* **MATERIAL FOR THE TASK**

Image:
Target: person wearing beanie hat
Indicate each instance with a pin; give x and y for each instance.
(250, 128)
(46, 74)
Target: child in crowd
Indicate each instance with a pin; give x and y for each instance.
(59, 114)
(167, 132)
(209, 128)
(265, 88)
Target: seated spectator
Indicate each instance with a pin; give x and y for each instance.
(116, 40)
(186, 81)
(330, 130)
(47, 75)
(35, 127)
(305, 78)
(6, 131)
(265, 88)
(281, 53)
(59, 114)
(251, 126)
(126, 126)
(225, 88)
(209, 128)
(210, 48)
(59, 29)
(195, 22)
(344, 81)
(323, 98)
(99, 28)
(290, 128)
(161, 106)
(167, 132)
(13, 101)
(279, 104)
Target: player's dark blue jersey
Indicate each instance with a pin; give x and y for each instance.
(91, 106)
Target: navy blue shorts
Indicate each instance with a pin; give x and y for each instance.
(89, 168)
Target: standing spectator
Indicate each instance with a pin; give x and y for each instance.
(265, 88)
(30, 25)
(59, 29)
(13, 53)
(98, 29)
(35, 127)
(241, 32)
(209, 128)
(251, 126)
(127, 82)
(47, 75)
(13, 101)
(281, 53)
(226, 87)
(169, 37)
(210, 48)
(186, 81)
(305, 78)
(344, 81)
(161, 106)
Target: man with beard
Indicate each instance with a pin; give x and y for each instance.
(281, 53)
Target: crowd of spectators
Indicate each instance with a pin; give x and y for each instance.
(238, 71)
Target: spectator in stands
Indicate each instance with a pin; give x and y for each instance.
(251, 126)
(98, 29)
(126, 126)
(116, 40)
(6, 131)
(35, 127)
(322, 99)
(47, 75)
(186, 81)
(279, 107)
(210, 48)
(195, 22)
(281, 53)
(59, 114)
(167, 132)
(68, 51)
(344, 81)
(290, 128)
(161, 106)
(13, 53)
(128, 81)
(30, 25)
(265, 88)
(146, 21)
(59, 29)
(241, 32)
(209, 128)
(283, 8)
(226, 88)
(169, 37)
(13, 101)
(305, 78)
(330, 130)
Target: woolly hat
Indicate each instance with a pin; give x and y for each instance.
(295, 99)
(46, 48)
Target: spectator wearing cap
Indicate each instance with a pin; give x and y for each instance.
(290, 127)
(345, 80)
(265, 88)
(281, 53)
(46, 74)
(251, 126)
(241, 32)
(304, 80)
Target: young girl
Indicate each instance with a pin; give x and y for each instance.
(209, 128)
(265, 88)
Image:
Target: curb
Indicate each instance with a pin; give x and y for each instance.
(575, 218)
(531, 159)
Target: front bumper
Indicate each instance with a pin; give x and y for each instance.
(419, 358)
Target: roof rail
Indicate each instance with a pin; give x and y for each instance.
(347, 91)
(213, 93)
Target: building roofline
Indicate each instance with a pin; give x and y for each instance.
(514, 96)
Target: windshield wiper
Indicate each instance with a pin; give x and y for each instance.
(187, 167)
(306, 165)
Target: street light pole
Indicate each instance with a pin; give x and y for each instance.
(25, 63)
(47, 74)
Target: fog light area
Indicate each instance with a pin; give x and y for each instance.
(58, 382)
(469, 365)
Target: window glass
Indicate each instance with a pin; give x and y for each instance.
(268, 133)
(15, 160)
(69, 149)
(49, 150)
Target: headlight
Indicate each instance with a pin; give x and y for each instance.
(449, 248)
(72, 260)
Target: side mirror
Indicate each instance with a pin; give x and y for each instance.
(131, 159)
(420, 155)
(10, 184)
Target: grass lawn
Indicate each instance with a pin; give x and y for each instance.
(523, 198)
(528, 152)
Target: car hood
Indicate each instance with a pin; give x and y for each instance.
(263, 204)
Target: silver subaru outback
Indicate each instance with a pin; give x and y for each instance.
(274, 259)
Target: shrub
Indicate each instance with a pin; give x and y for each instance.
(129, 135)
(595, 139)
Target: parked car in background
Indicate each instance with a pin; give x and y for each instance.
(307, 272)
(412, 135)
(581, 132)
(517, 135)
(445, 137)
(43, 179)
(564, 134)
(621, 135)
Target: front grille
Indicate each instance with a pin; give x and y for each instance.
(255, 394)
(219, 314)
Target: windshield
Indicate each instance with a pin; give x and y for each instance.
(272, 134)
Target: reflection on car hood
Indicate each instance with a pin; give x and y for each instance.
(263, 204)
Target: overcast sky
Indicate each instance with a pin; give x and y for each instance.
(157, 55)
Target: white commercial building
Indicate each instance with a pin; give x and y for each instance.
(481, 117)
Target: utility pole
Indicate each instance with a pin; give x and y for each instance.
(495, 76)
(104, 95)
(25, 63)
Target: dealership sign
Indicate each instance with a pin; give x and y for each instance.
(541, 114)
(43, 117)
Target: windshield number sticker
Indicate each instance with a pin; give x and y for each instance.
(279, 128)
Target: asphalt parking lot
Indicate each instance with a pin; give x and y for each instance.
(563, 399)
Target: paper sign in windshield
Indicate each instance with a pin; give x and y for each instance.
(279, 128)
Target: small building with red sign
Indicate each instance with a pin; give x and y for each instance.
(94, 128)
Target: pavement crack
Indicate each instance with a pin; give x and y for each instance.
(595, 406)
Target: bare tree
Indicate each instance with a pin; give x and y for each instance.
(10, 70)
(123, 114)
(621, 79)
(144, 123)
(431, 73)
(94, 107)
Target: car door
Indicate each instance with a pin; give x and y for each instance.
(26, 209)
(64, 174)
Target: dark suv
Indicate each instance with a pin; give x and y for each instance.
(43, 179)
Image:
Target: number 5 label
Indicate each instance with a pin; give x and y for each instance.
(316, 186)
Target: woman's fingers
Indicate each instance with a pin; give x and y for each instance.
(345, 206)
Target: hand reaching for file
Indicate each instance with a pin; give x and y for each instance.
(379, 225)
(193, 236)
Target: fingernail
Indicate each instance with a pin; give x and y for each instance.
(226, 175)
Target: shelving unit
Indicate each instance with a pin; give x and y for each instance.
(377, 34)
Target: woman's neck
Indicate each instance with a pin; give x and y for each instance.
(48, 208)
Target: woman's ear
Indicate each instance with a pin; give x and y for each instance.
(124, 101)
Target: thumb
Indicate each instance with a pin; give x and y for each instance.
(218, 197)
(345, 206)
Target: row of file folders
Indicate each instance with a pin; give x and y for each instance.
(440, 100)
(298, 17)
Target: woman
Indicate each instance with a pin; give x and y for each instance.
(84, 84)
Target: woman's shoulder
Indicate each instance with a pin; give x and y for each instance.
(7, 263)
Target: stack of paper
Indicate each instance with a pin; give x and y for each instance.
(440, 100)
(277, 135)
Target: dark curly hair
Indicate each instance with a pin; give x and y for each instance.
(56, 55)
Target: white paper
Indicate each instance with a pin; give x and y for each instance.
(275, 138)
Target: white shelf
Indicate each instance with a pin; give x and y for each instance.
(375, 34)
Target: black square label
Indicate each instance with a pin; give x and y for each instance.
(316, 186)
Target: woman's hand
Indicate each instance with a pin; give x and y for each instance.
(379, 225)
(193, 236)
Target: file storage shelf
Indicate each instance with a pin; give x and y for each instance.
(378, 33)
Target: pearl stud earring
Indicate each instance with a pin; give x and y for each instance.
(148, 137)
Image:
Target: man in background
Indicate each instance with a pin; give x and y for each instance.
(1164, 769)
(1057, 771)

* **EXERCISE DESCRIPTION**
Retype the listing. Match it exactly.

* **RESULT OF THIS TASK**
Image:
Target: person wearing beanie hat
Indicate each instance with a pin; give x and y for each instance.
(250, 128)
(46, 74)
Target: child in crowd
Indicate each instance with a pin; give x and y for each instance.
(59, 114)
(167, 132)
(209, 128)
(265, 88)
Target: seated spectator
Indicate each instance with a pin; give x and y for each instance.
(116, 40)
(186, 81)
(330, 130)
(47, 75)
(35, 127)
(305, 78)
(6, 131)
(265, 88)
(281, 53)
(59, 114)
(251, 126)
(126, 126)
(225, 88)
(209, 128)
(210, 48)
(59, 29)
(195, 22)
(344, 81)
(323, 98)
(99, 28)
(290, 128)
(161, 106)
(167, 132)
(13, 101)
(279, 104)
Target: player's dark blue jersey
Indicate each instance with a pin; give x and y for each instance.
(91, 106)
Target: navy blue shorts
Indicate each instance with a pin; give x and y for each instance.
(89, 168)
Target: standing spectator
Indicate each instance with a pin; give x and y for each instance.
(265, 88)
(30, 25)
(59, 29)
(13, 53)
(98, 29)
(35, 127)
(241, 32)
(209, 128)
(251, 126)
(127, 82)
(47, 75)
(13, 101)
(281, 53)
(226, 87)
(169, 37)
(210, 48)
(186, 81)
(305, 78)
(344, 81)
(161, 106)
Target: man with beard
Indicate each instance with a pin; give x and y for each instance.
(281, 53)
Target: crowd of spectators
Indicate each instance with a pin; give x and y for each instance.
(238, 71)
Target: spectator in stands
Indicate each instance with a pin; give x and y for each instance.
(251, 126)
(98, 29)
(126, 126)
(116, 40)
(6, 131)
(35, 127)
(322, 99)
(47, 75)
(186, 81)
(279, 107)
(210, 48)
(195, 22)
(281, 53)
(59, 114)
(167, 132)
(68, 51)
(344, 81)
(290, 128)
(161, 106)
(13, 53)
(128, 81)
(30, 25)
(265, 88)
(146, 21)
(59, 29)
(241, 32)
(209, 128)
(283, 8)
(226, 88)
(169, 37)
(13, 101)
(305, 78)
(330, 130)
Target: woolly hat
Indicate each instance with a pin; give x and y for each instance.
(295, 99)
(46, 48)
Target: spectator wearing cap
Indicate each instance with a pin; give x and y for each instance.
(290, 127)
(345, 80)
(265, 88)
(281, 53)
(46, 74)
(251, 126)
(241, 32)
(304, 80)
Target: young girl
Indicate each instance with a pin; give x and y for each instance.
(209, 128)
(265, 88)
Image:
Target: curb
Indicate each instance with a pin; give x and y for each instance.
(575, 218)
(531, 159)
Target: front bumper
Indicate each instance with a pin; give x and y for each instance.
(419, 358)
Target: roof rail
Indicate each instance with a pin; give x and y for each instance.
(347, 91)
(213, 93)
Target: building roofline
Indicate each instance with a pin; give x and y for each instance.
(514, 96)
Target: windshield wiper
Indicate each instance with a pin; give x and y for each instance.
(187, 167)
(306, 165)
Target: street light pole
Indicate each instance with a pin; give x and y for each instance.
(25, 63)
(47, 74)
Target: fog light area
Indicate each instance with a pin; give x and y for each instance.
(58, 382)
(469, 365)
Target: window glass
Indicate each instance with a pin; give x and y for each instance.
(268, 133)
(15, 160)
(69, 149)
(49, 150)
Target: headlight
Indicate each instance with a pin; give x and y for each instance.
(449, 248)
(72, 260)
Target: side mirror
Indicate each instance with a pin; give x and y for each instance.
(131, 159)
(420, 155)
(10, 184)
Target: grass lawn
Indicate each instance with a pin; give x and y for each instance.
(523, 198)
(528, 152)
Target: car hood
Indicate each instance with a pin; give x and y for each instance.
(263, 204)
Target: silver subaru outback
Indicate each instance with a pin; give x and y for each instance.
(274, 259)
Target: shrub
Indicate each instance with a pin; give x and y for each instance.
(129, 135)
(595, 139)
Target: parked car in background
Indicate each instance with a pin; give x and y for each instance.
(307, 272)
(412, 135)
(581, 132)
(517, 135)
(445, 137)
(43, 179)
(564, 134)
(621, 135)
Target: front grille
Indicate each instance with a pin; give x and y for each instance.
(255, 394)
(219, 314)
Target: windshield
Indicate each instance with a pin; give x and y for each instance.
(272, 134)
Target: reflection on car hood
Indicate each instance with a pin; give x and y for each instance.
(263, 204)
Target: overcast sky
Indicate each instance with a pin; give x and y for each instance.
(157, 55)
Target: white commercial building
Indicate each instance with a pin; give x and y for each instance.
(481, 117)
Target: utility pole
Indicate each instance with a pin; give x and y for each instance.
(495, 76)
(104, 95)
(25, 63)
Target: dealership sign
Indicate each instance with a pin; give x and y for each instance.
(541, 114)
(43, 117)
Target: windshield number sticker
Indicate each instance with a pin; give x and y for each instance.
(279, 128)
Target: asphalt parking lot
Indicate each instance with a pin; give x and y for each instance.
(563, 399)
Target: paper sign in windshield
Indicate each instance with a pin; give x and y for each instance.
(279, 128)
Target: small building with red sign
Indicate each instance with a pin; give x and y for each instance.
(94, 128)
Target: pavement crack
Indicate each instance with a pin; give x and y for each instance.
(595, 406)
Target: bare tree
Indicate each instance with a pin; give x and y for each instance.
(10, 70)
(123, 114)
(621, 79)
(144, 123)
(431, 73)
(94, 107)
Target: car door
Indicate each instance with a pin; give x and y for each instance.
(26, 209)
(64, 174)
Target: dark suv
Indicate each instance with a pin; give x and y for each instance.
(43, 179)
Image:
Target: number 5 label
Indicate each instance with a pin; give x and y for each instance.
(316, 186)
Target: woman's fingers
Indicate each instance with a pin; give x and y for each instance.
(345, 206)
Target: hand reaching for file
Indicate each instance with a pin; give x and y for each instance.
(379, 225)
(193, 236)
Target: fingernail
Indicate each instance with a pin; give x and y for each instance.
(226, 175)
Target: shelving unit
Indicate each instance with a pin; give x and y for each instance.
(377, 34)
Target: woman's neck
Indicate each instance with a pin; give x and y for each instance.
(48, 208)
Target: woman's ear
Indicate each instance with a pin; give x and y for each instance.
(124, 101)
Target: thumb
Indicate each instance with a pin; give x and y for each instance.
(218, 197)
(345, 206)
Target: row of file folders
Indicate each instance with a pin; give x and y for each instance.
(440, 100)
(298, 17)
Target: woman
Indicate each instance with a pin; give x and y for each instance.
(84, 84)
Target: woman's shoulder
Indicate each instance with a pin; give x and y for each instance.
(7, 263)
Target: stack of paper
Indicate each instance with a pin; give x and y for each instance.
(440, 100)
(277, 135)
Target: dark curly hair
Indicate each instance with a pin; give x and y for each instance.
(56, 55)
Target: white paper
Indicate each instance with a pin; give x and y for each instance.
(275, 138)
Target: white shelf
Indicate each instance with a pin; give x and y for each instance.
(375, 34)
Target: black square label
Indicate each instance with a pin; give x and y for each instance.
(316, 186)
Target: woman's hand
Indicate each instance with a pin; give x and y for each instance.
(379, 225)
(193, 236)
Target: file storage shelf
Indicate each instance with a pin; give x and y for each instance.
(378, 33)
Target: pearl stud earring
Indicate each instance with a pin; give x and y for each instance.
(148, 137)
Image:
Target: man in background
Indicate each instance with a pin; give x and y for each instance.
(1164, 769)
(1057, 771)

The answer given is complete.